*** Data
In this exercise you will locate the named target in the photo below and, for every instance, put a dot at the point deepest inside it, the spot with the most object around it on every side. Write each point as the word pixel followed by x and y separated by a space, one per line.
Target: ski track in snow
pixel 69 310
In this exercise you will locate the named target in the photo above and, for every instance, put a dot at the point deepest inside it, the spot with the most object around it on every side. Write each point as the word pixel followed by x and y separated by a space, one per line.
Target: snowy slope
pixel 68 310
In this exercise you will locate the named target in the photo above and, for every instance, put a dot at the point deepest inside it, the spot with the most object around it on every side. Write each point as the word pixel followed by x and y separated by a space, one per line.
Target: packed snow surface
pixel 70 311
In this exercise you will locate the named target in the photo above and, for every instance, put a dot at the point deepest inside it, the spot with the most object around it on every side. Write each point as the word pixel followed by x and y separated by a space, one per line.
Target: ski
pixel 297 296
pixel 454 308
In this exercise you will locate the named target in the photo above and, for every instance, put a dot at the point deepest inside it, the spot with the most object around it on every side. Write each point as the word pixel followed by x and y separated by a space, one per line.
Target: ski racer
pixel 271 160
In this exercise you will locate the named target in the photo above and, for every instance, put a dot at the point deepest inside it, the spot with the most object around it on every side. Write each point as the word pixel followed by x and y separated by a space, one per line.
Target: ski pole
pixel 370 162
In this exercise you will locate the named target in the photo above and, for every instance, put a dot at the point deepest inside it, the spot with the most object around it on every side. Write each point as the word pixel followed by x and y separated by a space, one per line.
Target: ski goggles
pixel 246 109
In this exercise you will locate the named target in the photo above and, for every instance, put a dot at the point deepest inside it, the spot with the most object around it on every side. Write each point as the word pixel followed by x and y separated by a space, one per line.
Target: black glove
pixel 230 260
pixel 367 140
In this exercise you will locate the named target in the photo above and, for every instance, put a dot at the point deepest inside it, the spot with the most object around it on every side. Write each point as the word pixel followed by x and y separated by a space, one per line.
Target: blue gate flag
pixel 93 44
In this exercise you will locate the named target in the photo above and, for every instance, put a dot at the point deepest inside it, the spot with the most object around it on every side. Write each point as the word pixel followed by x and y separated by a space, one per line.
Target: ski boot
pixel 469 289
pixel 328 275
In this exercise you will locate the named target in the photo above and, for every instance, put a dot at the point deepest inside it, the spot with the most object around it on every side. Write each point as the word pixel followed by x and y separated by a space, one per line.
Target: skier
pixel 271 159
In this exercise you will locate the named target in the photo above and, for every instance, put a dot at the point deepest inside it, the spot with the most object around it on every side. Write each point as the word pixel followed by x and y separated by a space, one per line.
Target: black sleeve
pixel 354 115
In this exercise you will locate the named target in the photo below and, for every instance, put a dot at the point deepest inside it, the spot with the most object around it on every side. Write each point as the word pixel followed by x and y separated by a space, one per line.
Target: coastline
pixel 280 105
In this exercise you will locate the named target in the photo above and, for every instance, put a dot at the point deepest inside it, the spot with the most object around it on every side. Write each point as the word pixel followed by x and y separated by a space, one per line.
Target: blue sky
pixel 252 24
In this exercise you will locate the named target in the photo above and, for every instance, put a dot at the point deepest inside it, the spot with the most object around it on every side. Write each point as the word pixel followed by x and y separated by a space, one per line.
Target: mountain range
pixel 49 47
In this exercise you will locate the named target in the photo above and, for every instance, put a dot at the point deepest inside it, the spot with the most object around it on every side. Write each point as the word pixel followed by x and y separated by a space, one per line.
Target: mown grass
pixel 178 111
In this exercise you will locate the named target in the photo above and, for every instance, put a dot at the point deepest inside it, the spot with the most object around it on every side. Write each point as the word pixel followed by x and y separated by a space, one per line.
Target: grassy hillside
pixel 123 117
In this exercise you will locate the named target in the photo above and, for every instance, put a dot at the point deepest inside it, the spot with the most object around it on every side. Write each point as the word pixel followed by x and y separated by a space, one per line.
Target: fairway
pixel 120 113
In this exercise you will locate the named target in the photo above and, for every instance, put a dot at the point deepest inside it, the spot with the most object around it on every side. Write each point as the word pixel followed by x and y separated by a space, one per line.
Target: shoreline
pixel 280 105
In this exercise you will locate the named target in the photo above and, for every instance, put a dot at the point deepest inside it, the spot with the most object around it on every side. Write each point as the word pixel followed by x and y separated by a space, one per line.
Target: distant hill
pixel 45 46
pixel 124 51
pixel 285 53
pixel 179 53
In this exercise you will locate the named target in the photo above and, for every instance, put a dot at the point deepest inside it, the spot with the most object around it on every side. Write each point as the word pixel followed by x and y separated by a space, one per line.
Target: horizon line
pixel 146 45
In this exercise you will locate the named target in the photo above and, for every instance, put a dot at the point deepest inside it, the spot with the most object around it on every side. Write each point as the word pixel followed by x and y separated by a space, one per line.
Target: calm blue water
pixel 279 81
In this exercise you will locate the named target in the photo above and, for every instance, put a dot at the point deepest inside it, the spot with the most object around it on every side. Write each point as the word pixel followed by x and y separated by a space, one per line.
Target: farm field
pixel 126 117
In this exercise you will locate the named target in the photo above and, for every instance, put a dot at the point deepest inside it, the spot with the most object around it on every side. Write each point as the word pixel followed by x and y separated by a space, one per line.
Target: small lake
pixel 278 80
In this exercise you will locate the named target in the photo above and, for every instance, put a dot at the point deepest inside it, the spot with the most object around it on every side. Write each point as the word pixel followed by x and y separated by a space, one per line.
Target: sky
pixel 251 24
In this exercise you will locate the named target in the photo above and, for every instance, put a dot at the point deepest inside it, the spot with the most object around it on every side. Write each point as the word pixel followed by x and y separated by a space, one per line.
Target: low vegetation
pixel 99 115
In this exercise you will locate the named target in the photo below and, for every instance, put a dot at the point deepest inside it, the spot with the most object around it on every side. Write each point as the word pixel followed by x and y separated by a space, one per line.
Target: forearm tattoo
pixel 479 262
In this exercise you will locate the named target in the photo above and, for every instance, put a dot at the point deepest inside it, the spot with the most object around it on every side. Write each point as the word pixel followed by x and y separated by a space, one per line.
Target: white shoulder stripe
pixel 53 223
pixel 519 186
******
Please repeat the material above, word for word and in full.

In this exercise you will locate the named target in the photo below and, for every instance, put a dot at the point deepest inside it, the spot with the most object around it on every side. Write each point as the word pixel followed by x and y separated by a space, one per line.
Target: ski track in snow
pixel 69 310
In this exercise you will locate the named target in the photo above and, for every instance, put a dot at the point deepest inside it, the spot with the most object around it on every side. Write each point as the word pixel followed by x and y separated by a space, one per line.
Target: snowy slope
pixel 68 310
In this exercise you will locate the named target in the photo above and, for every instance, put a dot at the point deepest inside it, the spot with the most object around it on every side. Write each point as the word pixel followed by x and y separated by a space, one per line.
Target: packed snow surface
pixel 70 311
In this exercise you will locate the named target in the photo above and, for every instance, put a dot at the point deepest inside it, the spot with the most object around it on every side. Write each point as the word pixel followed by x and y separated by a space, one per line.
Target: ski
pixel 297 296
pixel 454 308
In this exercise you will locate the named target in the photo above and, for every instance, put a dot at the point deepest inside it, the spot with the most object around it on every side. Write each point as the word pixel followed by x and y separated by a space, one per line.
Target: ski racer
pixel 271 160
In this exercise you will locate the named target in the photo above and, for every instance, put a dot at the point deepest inside it, the spot with the most object around it on every side. Write each point as the word pixel followed by x and y separated by a space, one per line.
Target: ski pole
pixel 370 162
In this exercise you will locate the named target in the photo above and, for every instance, put a dot at the point deepest inside it, the spot with the most object around it on every side. Write each point as the word pixel followed by x and y separated by a space, one per line.
Target: ski goggles
pixel 246 109
In this exercise you will locate the named target in the photo above and, for every instance, put a dot at the point deepest inside it, the spot with the most object around it on every side. Write each point as the word pixel followed by x and y separated by a space, one per line.
Target: black glove
pixel 230 260
pixel 367 140
In this exercise you will locate the named target in the photo above and, for every instance, put a dot at the point deepest inside it, the spot with the most object around it on every side. Write each point as the word pixel followed by x and y separated by a space, one per line.
Target: blue gate flag
pixel 93 44
In this exercise you will locate the named target in the photo above and, for every instance, put a dot at the point deepest inside it, the spot with the most object around it on every side. Write each point as the word pixel followed by x and y separated by a space, one per line.
Target: ski boot
pixel 469 289
pixel 328 275
In this exercise you will locate the named target in the photo above and, for every instance, put a dot at the point deepest inside it, the spot with the most object around it on every side. Write each point as the word pixel followed by x and y separated by a space, one per line.
Target: skier
pixel 271 159
In this exercise you will locate the named target in the photo above and, for every instance, put a dot at the point deepest inside it, the spot with the most object around it on every side. Write each point as the word pixel followed by x and y separated by a space, one per line.
Target: black sleeve
pixel 354 115
In this exercise you will locate the named target in the photo below and, for every instance, put a dot at the point deepest inside it, the spot with the most object around it on every side. Write each point as the word pixel followed by x and y separated by a space, one per line.
Target: coastline
pixel 280 105
In this exercise you will locate the named target in the photo above and, for every instance, put a dot at the point deepest inside it, the spot with the most object around it on every side. Write each point as the word pixel followed by x and y separated by a space, one per line.
Target: blue sky
pixel 252 24
In this exercise you will locate the named target in the photo above and, for every instance, put a dot at the point deepest inside it, the spot with the most object around it on every side. Write each point as the word pixel followed by x and y separated by a space, one per line.
Target: mountain range
pixel 49 47
In this exercise you will locate the named target in the photo above and, for every instance, put a dot at the point deepest inside it, the spot with the most object around it on every side. Write each point as the word pixel followed by x and y separated by a space, one per line.
Target: mown grass
pixel 178 111
In this exercise you will locate the named target in the photo above and, for every instance, put a dot at the point deepest inside it, the spot with the most object around it on every side. Write each point as the word pixel followed by x and y separated by a space, one per line.
Target: grassy hillside
pixel 123 117
In this exercise you will locate the named target in the photo above and, for every instance, put a dot at the point deepest inside it, the spot with the most object around it on every side. Write each point as the word pixel followed by x and y separated by a space, one per line.
Target: fairway
pixel 120 113
In this exercise you will locate the named target in the photo above and, for every instance, put a dot at the point deepest inside it, the spot with the most object around it on every side. Write each point as the word pixel followed by x and y separated by a space, one per line.
Target: shoreline
pixel 280 105
In this exercise you will locate the named target in the photo above and, for every instance, put a dot at the point deepest inside it, the spot with the most object around it on every side. Write each point as the word pixel followed by x and y separated by a space, one per line.
Target: distant hill
pixel 45 46
pixel 124 51
pixel 285 53
pixel 179 53
In this exercise you will locate the named target in the photo above and, for every instance, put a dot at the point deepest inside it, the spot with the most object around it on every side. Write each point as the word pixel followed by x and y separated by a space, one per line.
Target: horizon line
pixel 146 45
In this exercise you will locate the named target in the photo above and, for every instance, put a dot at the point deepest inside it, the spot with the most object around it on every side. Write each point as the word pixel followed by x and y separated by a space, one per line.
Target: calm blue water
pixel 279 81
In this exercise you will locate the named target in the photo above and, for every instance, put a dot at the point deepest inside it, the spot with the most object around it on every side. Write each point as the word pixel followed by x and y separated by a space, one per line.
Target: farm field
pixel 126 117
In this exercise you will locate the named target in the photo above and, for every instance, put a dot at the point deepest inside it, the spot with the most object around it on every side. Write each point as the word pixel followed by x and y separated by a space, one per line.
Target: small lake
pixel 278 80
In this exercise you will locate the named target in the photo above and, for every instance, put a dot at the point deepest inside it, the spot with the most object around it on every side. Write each point as the word pixel followed by x and y separated by a space, one per line.
Target: sky
pixel 251 24
In this exercise you will locate the named target in the photo above and, for every instance, put a dot at the point deepest inside it, the spot with the most object around it on every side. Write each point as the word pixel followed by x and y separated by a space, one per line.
Target: low vegetation
pixel 99 115
In this exercise you will locate the named target in the photo below and, for every instance, put a dot at the point deepest inside it, the spot with the most object around it on every side. Write each point as the word pixel followed by x and y separated by a space, one per line.
Target: forearm tattoo
pixel 479 262
In this exercise you will locate the named target in the photo above and, for every instance, put a dot at the point deepest inside it, the spot with the most object around it on every side. Write each point as the word pixel followed by x and y separated by a space, one per line.
Target: white shoulder stripe
pixel 53 223
pixel 519 186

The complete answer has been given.